[STATED TASK]
Which lines of the material below contain the word "dark"? Pull out each of them.

[EXTRACTED MATERIAL]
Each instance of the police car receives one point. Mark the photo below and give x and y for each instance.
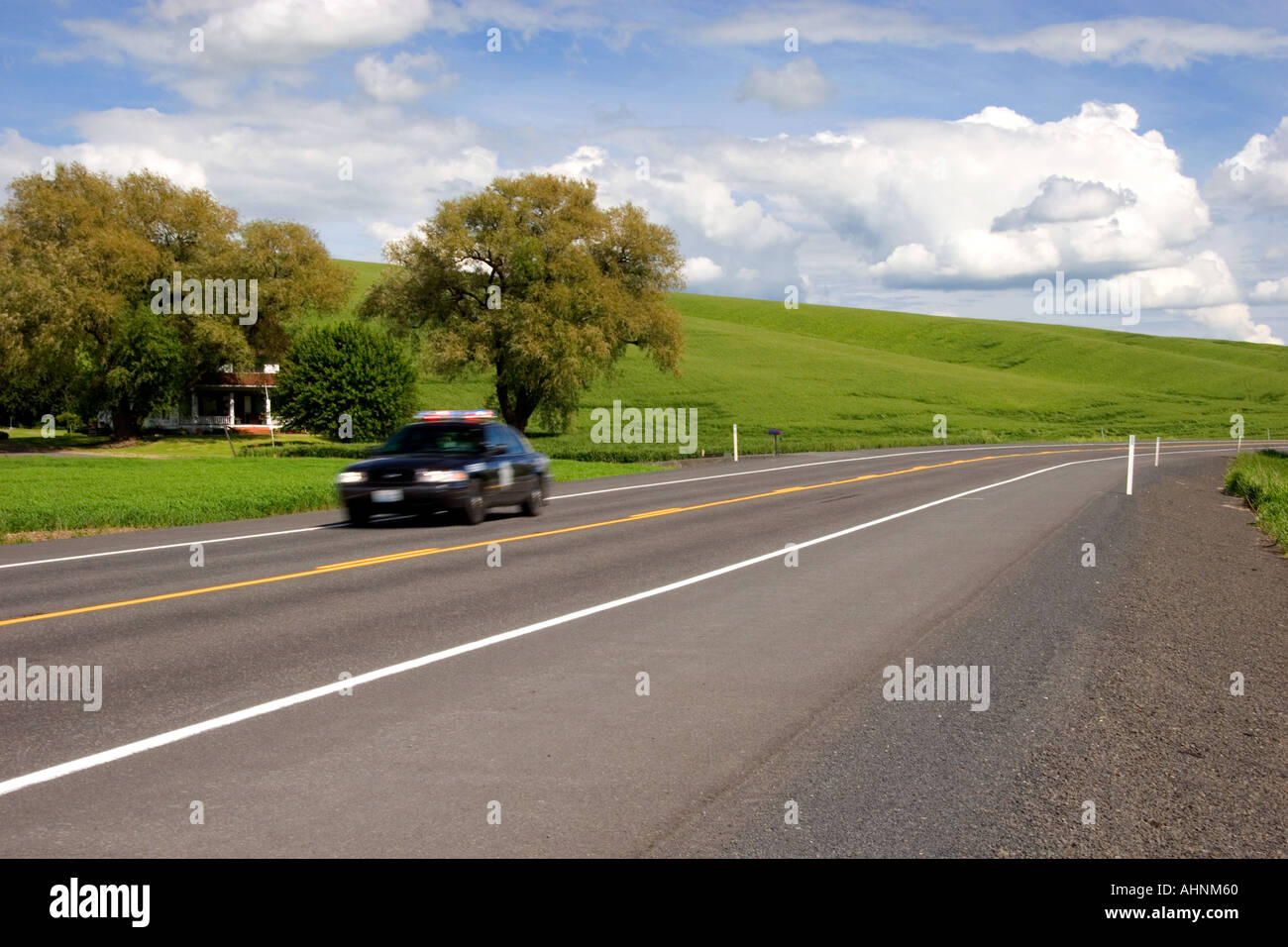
==
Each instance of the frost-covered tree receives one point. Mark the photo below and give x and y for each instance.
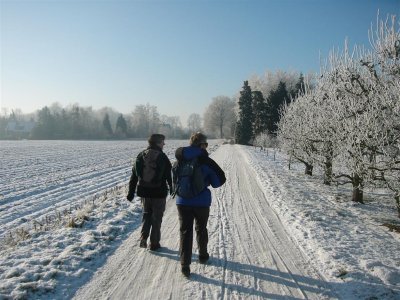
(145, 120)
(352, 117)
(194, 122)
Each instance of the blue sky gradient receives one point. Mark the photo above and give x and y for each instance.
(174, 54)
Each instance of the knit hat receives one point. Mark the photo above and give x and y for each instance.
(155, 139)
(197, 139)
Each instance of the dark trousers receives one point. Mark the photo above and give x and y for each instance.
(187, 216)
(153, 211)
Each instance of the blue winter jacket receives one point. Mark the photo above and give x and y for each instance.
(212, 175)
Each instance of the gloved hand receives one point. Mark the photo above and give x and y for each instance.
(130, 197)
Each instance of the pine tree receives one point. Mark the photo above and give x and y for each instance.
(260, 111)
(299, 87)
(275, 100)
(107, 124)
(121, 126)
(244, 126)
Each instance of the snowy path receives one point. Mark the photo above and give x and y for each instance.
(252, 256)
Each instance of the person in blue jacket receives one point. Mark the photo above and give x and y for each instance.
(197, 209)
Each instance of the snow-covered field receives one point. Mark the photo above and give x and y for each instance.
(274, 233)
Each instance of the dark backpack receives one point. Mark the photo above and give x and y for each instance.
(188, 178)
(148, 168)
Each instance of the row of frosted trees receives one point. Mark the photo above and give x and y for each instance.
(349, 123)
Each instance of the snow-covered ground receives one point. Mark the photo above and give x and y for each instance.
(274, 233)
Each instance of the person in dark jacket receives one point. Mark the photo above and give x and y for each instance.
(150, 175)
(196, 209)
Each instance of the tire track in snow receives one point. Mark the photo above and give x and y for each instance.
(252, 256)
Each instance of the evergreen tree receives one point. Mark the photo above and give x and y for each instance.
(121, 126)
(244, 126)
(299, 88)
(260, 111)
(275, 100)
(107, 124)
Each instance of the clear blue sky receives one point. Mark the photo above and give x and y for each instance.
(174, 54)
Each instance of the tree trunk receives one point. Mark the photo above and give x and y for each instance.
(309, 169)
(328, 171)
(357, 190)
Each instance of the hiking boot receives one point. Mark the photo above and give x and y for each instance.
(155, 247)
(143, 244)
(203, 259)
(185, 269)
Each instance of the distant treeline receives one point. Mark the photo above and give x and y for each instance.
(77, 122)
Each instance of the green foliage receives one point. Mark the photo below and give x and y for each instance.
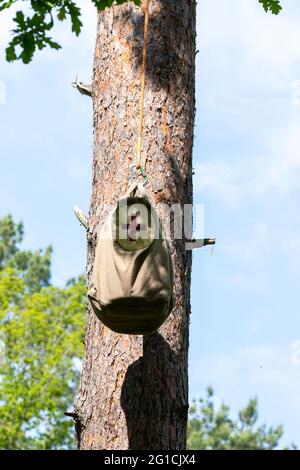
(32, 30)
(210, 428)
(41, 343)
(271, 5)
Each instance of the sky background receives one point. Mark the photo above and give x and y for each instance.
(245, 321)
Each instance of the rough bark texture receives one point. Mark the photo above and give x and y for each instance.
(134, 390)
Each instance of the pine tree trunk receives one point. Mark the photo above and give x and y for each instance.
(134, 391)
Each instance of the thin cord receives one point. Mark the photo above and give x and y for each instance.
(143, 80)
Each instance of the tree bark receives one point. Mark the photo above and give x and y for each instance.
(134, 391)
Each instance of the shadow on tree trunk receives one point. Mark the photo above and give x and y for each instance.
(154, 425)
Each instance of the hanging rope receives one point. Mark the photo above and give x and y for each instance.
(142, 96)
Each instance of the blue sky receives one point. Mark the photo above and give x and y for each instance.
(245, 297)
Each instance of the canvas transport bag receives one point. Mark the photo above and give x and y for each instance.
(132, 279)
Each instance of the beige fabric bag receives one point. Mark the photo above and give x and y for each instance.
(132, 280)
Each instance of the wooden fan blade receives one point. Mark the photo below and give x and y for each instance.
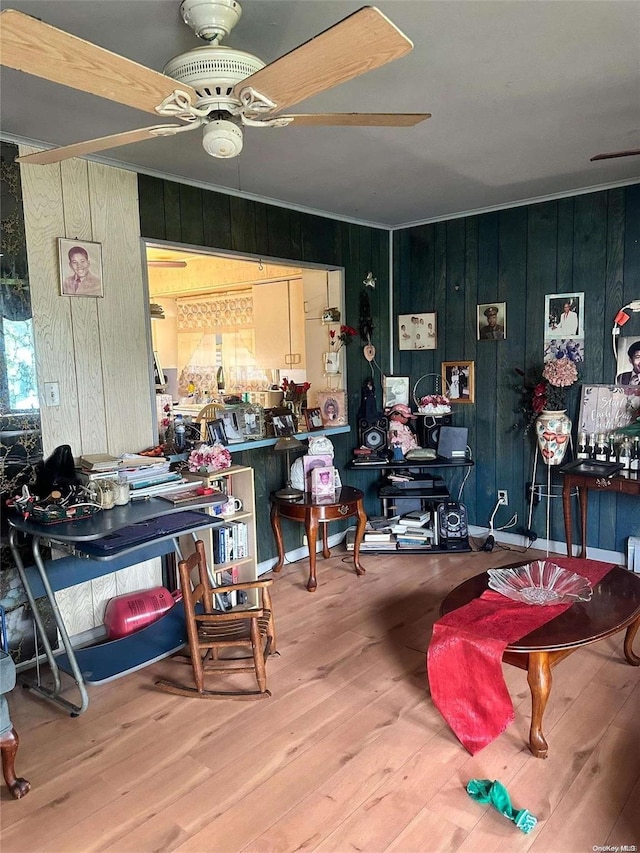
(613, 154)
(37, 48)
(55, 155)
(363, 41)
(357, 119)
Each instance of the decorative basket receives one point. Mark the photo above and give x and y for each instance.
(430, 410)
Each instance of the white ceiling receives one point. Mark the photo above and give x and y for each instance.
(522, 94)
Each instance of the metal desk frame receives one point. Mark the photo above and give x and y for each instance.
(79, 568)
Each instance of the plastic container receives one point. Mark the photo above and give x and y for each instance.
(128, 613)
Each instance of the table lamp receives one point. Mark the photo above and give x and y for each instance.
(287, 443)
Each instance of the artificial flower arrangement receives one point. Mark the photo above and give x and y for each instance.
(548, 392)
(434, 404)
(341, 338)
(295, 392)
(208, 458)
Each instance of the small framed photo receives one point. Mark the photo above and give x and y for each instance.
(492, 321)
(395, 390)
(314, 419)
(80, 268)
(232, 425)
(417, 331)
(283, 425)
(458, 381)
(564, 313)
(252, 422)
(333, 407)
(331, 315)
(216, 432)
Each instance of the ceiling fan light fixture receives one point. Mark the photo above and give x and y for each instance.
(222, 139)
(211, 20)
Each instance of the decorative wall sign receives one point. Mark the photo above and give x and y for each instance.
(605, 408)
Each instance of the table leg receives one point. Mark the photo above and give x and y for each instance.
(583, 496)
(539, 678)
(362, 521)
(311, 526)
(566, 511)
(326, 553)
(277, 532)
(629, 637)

[SOLUTION TO THIS PROBLEM]
Each instance of the dark trousers receives one point. Mark the photo above and give x and y for each instance.
Each instance of the dark backpack receives one point. Mark the photo above and give x and y for each instance.
Each instance of the person in dark jacket receives one point. Mark the photo above and give x and y for each instance.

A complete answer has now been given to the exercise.